### OBJECTIVE
Pull out the lines from the one containing "Target: upper lip" through the final line of the listing below and repeat them exactly. Leave the pictures behind.

[Image location labeling entries]

"""

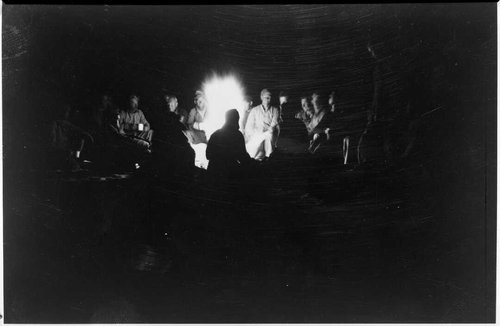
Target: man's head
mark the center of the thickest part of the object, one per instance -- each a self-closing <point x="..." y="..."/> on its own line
<point x="134" y="102"/>
<point x="172" y="102"/>
<point x="304" y="103"/>
<point x="283" y="97"/>
<point x="247" y="103"/>
<point x="331" y="101"/>
<point x="199" y="100"/>
<point x="265" y="97"/>
<point x="232" y="118"/>
<point x="316" y="101"/>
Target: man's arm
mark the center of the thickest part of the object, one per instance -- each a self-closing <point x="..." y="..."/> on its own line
<point x="143" y="120"/>
<point x="190" y="119"/>
<point x="275" y="120"/>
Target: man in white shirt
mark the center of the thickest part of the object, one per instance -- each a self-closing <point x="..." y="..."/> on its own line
<point x="262" y="128"/>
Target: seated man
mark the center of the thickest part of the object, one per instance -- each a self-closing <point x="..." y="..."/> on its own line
<point x="226" y="148"/>
<point x="245" y="111"/>
<point x="68" y="139"/>
<point x="261" y="130"/>
<point x="196" y="132"/>
<point x="173" y="106"/>
<point x="133" y="123"/>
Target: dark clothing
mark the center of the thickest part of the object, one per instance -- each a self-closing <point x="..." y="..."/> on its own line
<point x="290" y="126"/>
<point x="226" y="151"/>
<point x="172" y="154"/>
<point x="129" y="124"/>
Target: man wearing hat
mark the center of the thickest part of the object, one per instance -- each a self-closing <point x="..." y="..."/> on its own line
<point x="262" y="128"/>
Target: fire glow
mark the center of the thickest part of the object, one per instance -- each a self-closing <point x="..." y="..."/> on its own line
<point x="222" y="93"/>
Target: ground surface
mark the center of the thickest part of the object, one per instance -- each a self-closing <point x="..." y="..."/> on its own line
<point x="308" y="241"/>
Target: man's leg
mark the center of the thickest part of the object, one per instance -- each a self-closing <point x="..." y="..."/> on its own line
<point x="254" y="145"/>
<point x="345" y="149"/>
<point x="269" y="143"/>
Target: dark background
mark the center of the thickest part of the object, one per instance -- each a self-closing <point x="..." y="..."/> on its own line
<point x="444" y="56"/>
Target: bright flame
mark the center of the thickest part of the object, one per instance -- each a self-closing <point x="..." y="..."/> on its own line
<point x="222" y="94"/>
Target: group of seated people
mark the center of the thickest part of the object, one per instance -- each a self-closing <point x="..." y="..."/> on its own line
<point x="250" y="132"/>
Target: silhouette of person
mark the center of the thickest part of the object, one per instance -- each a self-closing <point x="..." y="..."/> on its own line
<point x="226" y="148"/>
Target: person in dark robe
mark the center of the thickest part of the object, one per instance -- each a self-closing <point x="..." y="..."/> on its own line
<point x="226" y="148"/>
<point x="319" y="124"/>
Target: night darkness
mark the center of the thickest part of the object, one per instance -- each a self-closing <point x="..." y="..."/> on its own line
<point x="415" y="244"/>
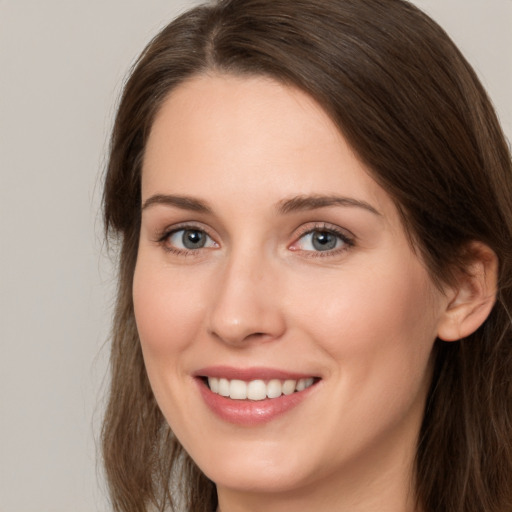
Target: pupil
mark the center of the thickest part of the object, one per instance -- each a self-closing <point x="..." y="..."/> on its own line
<point x="324" y="241"/>
<point x="193" y="239"/>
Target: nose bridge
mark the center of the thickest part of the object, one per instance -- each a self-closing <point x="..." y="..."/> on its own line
<point x="245" y="305"/>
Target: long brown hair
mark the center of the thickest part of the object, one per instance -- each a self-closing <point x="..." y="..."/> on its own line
<point x="415" y="113"/>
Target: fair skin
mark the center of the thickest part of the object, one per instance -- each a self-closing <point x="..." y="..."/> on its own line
<point x="267" y="252"/>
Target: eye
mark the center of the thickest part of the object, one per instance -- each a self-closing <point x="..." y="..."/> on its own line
<point x="188" y="239"/>
<point x="322" y="240"/>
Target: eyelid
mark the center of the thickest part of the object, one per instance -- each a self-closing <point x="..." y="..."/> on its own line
<point x="162" y="236"/>
<point x="348" y="238"/>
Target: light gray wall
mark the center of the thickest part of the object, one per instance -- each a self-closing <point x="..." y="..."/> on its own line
<point x="62" y="63"/>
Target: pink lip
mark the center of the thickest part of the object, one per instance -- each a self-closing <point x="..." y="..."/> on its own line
<point x="248" y="412"/>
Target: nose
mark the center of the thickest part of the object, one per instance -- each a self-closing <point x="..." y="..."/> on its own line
<point x="245" y="307"/>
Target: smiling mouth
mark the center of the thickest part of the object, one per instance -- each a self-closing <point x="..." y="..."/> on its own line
<point x="258" y="389"/>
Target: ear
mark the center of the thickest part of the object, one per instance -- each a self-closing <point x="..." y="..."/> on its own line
<point x="473" y="296"/>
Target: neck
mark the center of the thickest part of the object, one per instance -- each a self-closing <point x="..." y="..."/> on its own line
<point x="382" y="484"/>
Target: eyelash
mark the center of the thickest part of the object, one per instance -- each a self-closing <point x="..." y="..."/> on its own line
<point x="348" y="241"/>
<point x="322" y="227"/>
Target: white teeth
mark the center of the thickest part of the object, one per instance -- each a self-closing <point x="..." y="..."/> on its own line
<point x="289" y="387"/>
<point x="223" y="387"/>
<point x="237" y="390"/>
<point x="257" y="389"/>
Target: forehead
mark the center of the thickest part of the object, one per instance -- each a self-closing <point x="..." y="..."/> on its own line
<point x="250" y="138"/>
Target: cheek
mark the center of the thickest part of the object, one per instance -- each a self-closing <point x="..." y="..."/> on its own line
<point x="167" y="311"/>
<point x="379" y="327"/>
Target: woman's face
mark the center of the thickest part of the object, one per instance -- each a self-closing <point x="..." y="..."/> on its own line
<point x="270" y="261"/>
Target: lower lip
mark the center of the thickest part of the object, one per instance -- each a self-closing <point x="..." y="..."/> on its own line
<point x="248" y="412"/>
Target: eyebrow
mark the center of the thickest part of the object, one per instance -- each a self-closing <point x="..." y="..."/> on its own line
<point x="294" y="204"/>
<point x="313" y="202"/>
<point x="182" y="202"/>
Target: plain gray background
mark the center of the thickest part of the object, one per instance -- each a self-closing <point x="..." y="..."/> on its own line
<point x="62" y="64"/>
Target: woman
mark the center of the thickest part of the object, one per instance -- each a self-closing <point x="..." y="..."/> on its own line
<point x="314" y="201"/>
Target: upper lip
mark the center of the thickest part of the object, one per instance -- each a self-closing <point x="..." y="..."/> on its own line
<point x="248" y="374"/>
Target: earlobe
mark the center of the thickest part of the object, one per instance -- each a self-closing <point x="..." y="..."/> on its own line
<point x="472" y="297"/>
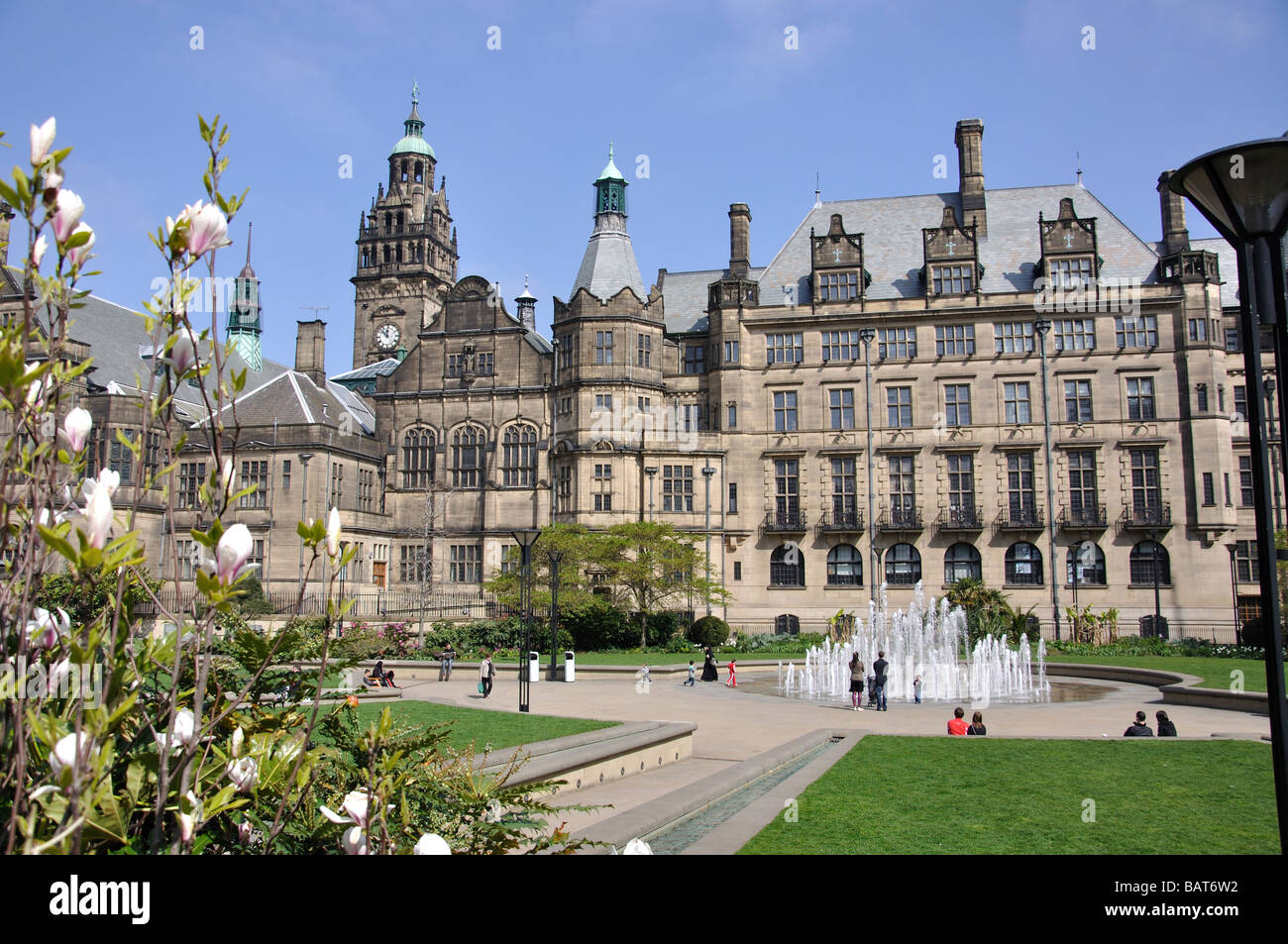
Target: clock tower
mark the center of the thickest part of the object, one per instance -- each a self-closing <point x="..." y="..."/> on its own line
<point x="406" y="250"/>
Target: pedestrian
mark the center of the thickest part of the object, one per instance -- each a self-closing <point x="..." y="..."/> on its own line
<point x="1140" y="729"/>
<point x="857" y="670"/>
<point x="1166" y="729"/>
<point x="880" y="668"/>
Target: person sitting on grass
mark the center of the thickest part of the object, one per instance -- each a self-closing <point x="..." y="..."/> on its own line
<point x="1140" y="729"/>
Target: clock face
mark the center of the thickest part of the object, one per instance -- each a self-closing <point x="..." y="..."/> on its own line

"""

### EXERCISE RESPONSE
Target: upper lip
mark the center of the thickest part of the object, one per instance -- each a self-closing <point x="..." y="..."/> on its own line
<point x="248" y="374"/>
Target: earlobe
mark the center of the thickest part of the object, one per instance -- each a self-closing <point x="..." y="..."/> on its own line
<point x="472" y="297"/>
Target: clock tower
mark the center of the thickest part of the object, one per instance -- each a self-closing <point x="..." y="..."/> on its own line
<point x="406" y="250"/>
Target: pedestrian
mark the center of the thickest part of the object, one per instance -- each a self-closing <point x="..." y="..."/> on its own line
<point x="1140" y="729"/>
<point x="857" y="670"/>
<point x="1166" y="729"/>
<point x="880" y="668"/>
Target: person sitting on grass
mark the center of the thickest part of the object, one per instance -- each a self-closing <point x="..." y="..."/> on its own line
<point x="1140" y="729"/>
Target: clock face
mark the center of the thickest part of the object, one per instance -- each a self-closing <point x="..." y="..."/> on its own line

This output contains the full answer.